### GIVEN EXERCISE
Convert the rows into a two-column CSV with the columns "request" and "answer," one line per row. Place each row's text in a single quoted field and its answer in another, replacing line breaks with spaces.

Rows from a dataset
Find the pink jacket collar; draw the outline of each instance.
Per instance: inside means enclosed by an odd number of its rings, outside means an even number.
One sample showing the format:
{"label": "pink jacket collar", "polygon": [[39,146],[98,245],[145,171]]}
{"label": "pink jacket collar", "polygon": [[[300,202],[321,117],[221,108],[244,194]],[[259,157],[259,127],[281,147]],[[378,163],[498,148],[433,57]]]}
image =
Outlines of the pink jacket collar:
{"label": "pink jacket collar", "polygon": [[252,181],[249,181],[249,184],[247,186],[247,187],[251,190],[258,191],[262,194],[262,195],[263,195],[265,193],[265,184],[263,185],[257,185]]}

### EXERCISE SOLUTION
request,answer
"Find the pink jacket collar; draw the outline of each instance. Per instance: inside means enclosed by an odd number of its rings, outside means an even number. One sample showing the format: {""label"": ""pink jacket collar"", ""polygon"": [[39,146],[98,245],[145,171]]} {""label"": ""pink jacket collar"", ""polygon"": [[[300,202],[321,117],[221,108],[244,194]],[[259,157],[259,127],[281,147]],[[378,163],[498,148],[433,57]]]} image = Outlines of the pink jacket collar:","{""label"": ""pink jacket collar"", ""polygon"": [[252,181],[249,181],[249,184],[247,186],[247,187],[251,190],[258,191],[262,194],[262,195],[263,195],[265,193],[265,184],[263,185],[257,185]]}"